## EXERCISE:
Continue the text about NECA's Gremlins newspaper-ad figures, starting right after its final sentence.

## SOURCE DOCUMENT:
■ ■ ■ ■ ■ ■ ■
Remember the Holiday Edition Snowtrooper that didn't ship until January? Time to put my money where my mouth is and not get mad about a Giftsmas exclusive that didn't ship until several months later.
NECA is doing a whole series of Gremlins figures that are based not on the film, but on one of the unlikeliest sources we've ever encountered: newspaper ads. Despite being a Christmas movie, the original Gremlins came out in June. The film stayed in the Top 10 at the box office all the way through September, so WB's promotions
department kept running ads for it. For instance, a Fourth of July ad had Gizmo waving a tiny American flag from inside his box; others referenced Coppertone sunscreen or the Summer Olympics; in September there was a "back-to-school" themed ad; and by December, we got an ad featuring a Gremlin dressed as Santa creeping into a chimney. NECA planned to do the Olympics one as an SDCC exclusive (before covid meant that there were neither Olympics nor an SDCC last year), the Back-to-School one in August/September (it eventually showed up in late October) and this one for Giftsmas. But delays pushed it back to the new year. Gremlins really do bring bad luck wherever they go!
■ ■ ■ ■ ■ ■ ■
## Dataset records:

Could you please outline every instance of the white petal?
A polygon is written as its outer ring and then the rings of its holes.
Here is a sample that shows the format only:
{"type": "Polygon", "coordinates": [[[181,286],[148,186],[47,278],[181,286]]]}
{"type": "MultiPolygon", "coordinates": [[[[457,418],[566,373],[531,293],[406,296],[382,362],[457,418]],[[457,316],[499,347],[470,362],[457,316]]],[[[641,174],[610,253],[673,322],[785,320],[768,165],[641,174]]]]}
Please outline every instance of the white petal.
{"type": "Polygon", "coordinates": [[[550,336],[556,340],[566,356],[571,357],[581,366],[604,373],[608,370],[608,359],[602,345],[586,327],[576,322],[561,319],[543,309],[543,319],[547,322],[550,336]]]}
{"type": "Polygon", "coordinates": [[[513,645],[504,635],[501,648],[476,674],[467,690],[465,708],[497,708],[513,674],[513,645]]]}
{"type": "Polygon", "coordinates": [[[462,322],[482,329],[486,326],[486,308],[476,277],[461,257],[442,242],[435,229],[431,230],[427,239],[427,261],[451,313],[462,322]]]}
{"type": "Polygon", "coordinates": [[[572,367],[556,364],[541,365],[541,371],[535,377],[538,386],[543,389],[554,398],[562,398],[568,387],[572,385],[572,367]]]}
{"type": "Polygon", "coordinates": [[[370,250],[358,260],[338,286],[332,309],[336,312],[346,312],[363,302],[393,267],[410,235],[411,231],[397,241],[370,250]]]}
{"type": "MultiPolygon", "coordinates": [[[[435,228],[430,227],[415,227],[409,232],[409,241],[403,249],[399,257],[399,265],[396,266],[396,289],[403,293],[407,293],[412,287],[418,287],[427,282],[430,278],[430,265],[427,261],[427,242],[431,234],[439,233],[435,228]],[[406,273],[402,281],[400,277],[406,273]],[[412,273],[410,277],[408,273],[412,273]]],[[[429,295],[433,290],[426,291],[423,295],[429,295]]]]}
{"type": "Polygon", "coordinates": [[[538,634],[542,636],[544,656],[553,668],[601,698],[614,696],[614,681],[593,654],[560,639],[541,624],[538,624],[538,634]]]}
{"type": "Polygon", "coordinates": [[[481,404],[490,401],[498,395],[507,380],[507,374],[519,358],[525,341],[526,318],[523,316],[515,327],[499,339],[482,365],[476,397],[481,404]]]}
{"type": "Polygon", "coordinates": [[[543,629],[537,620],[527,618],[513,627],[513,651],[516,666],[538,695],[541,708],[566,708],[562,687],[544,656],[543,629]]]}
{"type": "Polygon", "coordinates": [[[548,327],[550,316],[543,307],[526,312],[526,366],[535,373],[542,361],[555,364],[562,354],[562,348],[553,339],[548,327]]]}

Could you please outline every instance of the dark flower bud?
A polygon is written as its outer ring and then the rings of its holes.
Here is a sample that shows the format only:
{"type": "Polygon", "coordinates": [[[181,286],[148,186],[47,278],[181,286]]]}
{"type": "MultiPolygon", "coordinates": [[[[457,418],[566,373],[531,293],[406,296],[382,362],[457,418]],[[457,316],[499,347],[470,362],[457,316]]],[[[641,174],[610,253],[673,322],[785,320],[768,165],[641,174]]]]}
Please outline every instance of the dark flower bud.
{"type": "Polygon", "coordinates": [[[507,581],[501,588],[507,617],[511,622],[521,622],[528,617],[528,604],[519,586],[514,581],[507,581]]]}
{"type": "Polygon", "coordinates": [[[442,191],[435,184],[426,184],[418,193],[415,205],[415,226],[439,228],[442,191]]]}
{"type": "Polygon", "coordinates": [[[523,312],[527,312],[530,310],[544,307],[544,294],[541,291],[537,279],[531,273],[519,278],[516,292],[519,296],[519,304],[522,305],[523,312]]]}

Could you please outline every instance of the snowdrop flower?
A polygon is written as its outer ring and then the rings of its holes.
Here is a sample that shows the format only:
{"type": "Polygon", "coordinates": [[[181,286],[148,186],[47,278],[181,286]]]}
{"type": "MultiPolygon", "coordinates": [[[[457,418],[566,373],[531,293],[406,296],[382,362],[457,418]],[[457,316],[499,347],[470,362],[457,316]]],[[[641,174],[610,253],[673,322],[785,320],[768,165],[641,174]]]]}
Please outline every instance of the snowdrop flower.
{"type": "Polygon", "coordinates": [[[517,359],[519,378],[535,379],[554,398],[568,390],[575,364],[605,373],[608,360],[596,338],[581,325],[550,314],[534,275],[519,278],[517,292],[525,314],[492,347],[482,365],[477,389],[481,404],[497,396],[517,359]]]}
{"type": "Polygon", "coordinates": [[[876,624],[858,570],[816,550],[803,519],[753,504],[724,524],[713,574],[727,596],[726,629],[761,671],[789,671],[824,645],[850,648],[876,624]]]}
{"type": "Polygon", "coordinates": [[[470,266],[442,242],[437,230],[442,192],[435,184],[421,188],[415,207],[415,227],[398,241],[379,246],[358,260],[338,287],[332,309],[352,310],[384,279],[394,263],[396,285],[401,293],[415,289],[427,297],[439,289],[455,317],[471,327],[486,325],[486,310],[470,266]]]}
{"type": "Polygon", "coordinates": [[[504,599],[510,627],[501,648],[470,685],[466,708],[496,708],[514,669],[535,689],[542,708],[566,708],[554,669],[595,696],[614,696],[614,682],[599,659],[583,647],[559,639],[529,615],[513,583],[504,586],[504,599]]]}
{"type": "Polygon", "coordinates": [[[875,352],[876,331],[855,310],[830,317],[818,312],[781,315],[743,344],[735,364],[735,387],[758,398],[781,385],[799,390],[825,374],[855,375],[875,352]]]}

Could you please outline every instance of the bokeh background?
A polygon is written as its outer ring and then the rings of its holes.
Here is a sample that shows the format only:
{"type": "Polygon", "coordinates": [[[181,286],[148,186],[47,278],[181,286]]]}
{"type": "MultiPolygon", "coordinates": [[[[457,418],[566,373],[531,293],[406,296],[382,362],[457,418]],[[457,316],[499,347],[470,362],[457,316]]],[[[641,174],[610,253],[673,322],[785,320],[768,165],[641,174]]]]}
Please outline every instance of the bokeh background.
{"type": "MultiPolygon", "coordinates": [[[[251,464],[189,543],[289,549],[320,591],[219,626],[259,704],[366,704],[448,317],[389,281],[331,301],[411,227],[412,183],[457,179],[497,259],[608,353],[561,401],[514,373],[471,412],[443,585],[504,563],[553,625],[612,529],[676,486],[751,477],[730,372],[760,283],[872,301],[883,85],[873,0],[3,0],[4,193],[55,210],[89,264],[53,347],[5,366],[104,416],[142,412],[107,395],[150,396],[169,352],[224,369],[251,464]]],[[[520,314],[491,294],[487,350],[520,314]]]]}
■ ■ ■ ■ ■ ■ ■
## ANSWER TO THE PROBLEM:
While the "Summer Games" Gremlin
was definitely Stripe (his mohawk was visible inside the diving mask), Santa Gremlin could have been any generic monster. Why did NECA opt to go with Stripe for this one? Eh, maybe they just wanted to get another use out of the mold, since the plain Gremmy face has already showed up four times. It's not like you can really tell who this is, thanks to the softgoods hat and beard that slide onto the head. Oh, maybe Stripe was chosen because there was already faux fur involved, so his hair wouldn't be hard to produce alongside it?
As always, Stripe uses the body from
the Ultimate Gremlin, though you won't be seeing much of it beneath his velvet Santa suit. The coat is held on by the belt, which velcros in the back (the buckle is just for show). The pants also velcro in the back, and they have a little cut-out to let his tail poke through. Since the outfit is entirely softgoods, the articulation doesn't get limited too badly - at least, no more than yours would be when you were wearing a Santa suit. That's one advantage to reusing a body over and over: you get used to what the articulation is, so you'll know how it moves even when all the joints are hidden by clothing.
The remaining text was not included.